§ **SET TASK**:
Copy the rows from the line with "Each instance of the asphalt" up to and including the line with "(1175, 608)", swapping "asphalt road surface" for "paved road surface" and leaving everything else unchanged.

begin SOURCE DATA

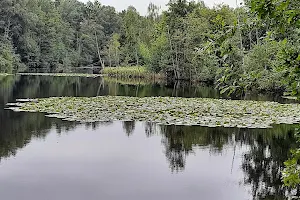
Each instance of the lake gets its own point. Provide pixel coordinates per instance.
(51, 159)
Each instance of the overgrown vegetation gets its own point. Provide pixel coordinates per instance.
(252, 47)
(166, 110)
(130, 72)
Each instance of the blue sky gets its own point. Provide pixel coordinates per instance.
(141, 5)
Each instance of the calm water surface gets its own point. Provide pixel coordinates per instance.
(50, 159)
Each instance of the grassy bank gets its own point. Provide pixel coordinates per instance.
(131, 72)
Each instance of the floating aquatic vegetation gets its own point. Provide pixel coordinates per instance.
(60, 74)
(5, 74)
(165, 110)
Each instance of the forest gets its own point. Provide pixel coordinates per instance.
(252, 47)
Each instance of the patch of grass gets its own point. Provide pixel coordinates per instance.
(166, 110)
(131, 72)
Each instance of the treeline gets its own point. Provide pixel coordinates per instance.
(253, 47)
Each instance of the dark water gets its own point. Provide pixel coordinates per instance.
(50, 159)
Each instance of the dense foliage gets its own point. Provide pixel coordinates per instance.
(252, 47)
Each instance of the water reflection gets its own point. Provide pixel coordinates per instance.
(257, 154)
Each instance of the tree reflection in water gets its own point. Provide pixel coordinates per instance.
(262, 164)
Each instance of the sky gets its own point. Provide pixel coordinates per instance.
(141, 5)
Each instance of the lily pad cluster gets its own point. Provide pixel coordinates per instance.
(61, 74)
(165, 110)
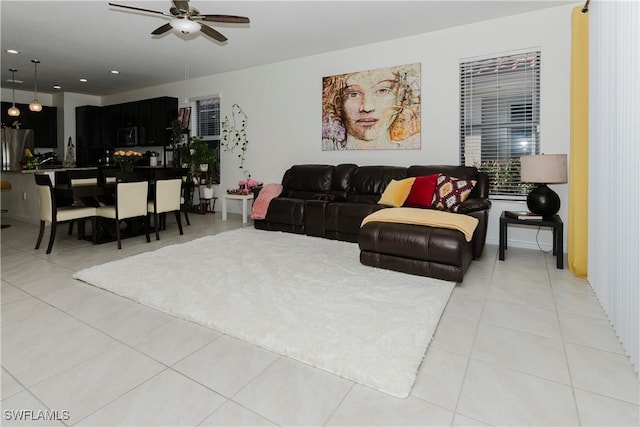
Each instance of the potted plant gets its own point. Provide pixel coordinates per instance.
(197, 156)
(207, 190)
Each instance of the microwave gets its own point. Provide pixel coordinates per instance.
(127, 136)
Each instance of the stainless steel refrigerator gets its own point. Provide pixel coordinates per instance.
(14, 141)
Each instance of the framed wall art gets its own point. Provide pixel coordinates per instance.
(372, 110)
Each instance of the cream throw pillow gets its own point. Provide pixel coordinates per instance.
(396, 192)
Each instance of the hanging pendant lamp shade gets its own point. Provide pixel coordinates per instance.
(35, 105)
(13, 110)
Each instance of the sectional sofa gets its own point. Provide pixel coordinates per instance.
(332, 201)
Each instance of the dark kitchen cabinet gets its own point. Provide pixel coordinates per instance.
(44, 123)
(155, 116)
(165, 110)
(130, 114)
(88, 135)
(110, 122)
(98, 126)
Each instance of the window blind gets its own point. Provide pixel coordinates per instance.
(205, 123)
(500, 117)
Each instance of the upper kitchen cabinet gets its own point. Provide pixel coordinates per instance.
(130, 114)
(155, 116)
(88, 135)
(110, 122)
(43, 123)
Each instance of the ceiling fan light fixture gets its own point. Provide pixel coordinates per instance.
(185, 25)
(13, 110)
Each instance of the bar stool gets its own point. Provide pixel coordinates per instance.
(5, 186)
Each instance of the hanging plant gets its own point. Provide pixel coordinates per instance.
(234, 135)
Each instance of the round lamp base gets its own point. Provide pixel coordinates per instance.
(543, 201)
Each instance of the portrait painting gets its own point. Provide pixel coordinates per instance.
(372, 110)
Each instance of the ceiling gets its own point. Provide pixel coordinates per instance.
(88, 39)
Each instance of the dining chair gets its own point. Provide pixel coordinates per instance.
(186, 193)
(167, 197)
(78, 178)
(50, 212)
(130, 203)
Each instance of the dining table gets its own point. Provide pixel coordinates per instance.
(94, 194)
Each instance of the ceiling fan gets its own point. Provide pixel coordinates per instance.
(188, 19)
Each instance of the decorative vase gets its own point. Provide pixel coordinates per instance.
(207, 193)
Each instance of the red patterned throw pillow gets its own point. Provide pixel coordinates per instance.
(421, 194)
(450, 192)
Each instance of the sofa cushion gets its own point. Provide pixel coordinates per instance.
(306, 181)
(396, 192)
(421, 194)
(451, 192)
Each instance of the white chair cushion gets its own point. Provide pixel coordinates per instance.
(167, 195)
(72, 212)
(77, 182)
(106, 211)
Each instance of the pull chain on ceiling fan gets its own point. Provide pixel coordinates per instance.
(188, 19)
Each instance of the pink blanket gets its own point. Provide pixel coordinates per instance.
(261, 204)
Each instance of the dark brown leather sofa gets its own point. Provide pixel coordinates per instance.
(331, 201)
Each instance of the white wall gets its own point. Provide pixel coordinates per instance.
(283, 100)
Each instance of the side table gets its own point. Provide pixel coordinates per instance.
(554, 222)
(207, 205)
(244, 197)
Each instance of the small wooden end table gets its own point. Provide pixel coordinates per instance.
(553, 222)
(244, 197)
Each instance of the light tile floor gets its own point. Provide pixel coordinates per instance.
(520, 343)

end SOURCE DATA
begin SOURCE DATA

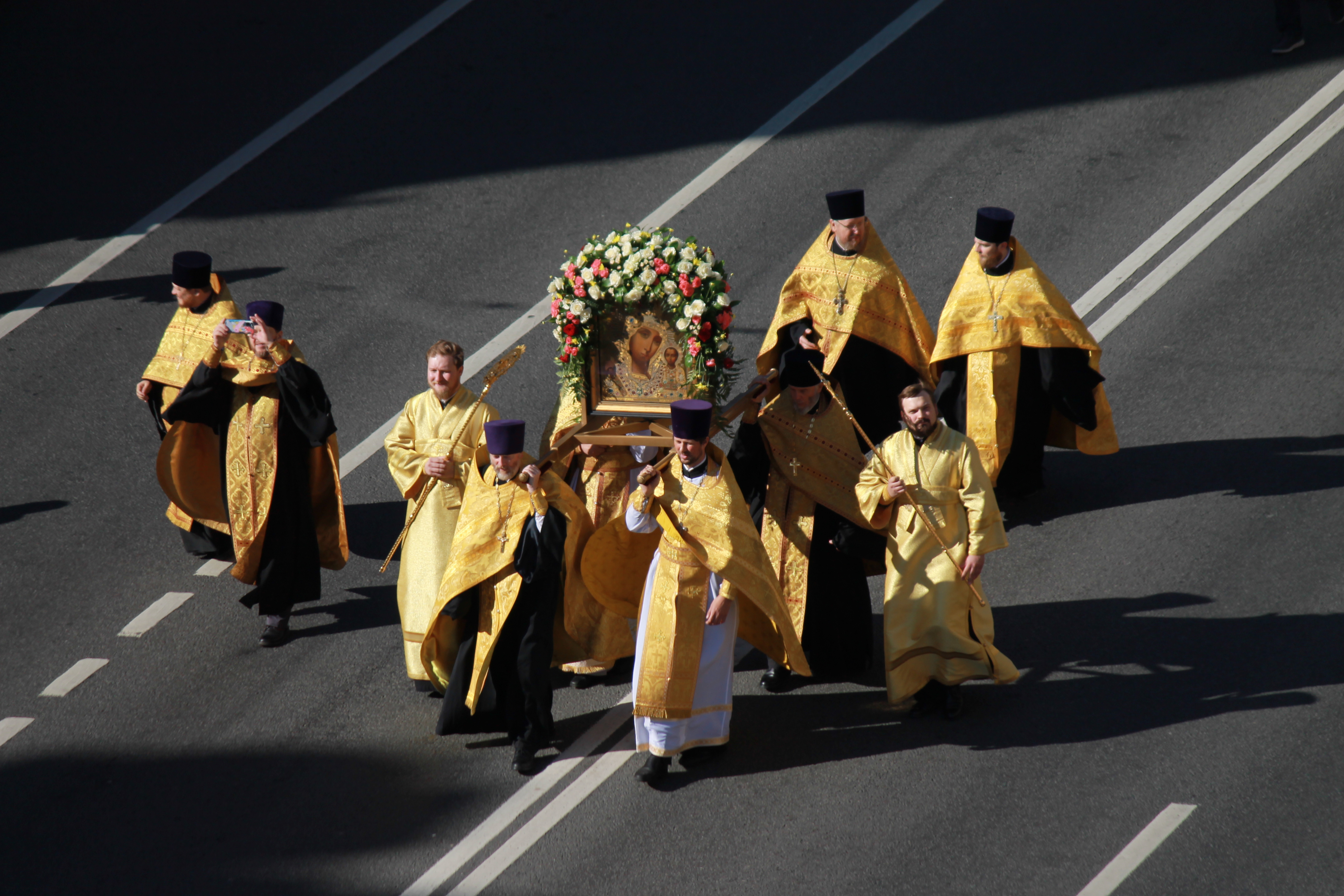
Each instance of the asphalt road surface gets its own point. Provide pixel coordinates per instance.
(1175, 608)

end SOURCE DATA

§ **FULL OUTPUT**:
Each instance of the paved road surface gets its own point. Provide pixel coordinates per instance.
(1175, 608)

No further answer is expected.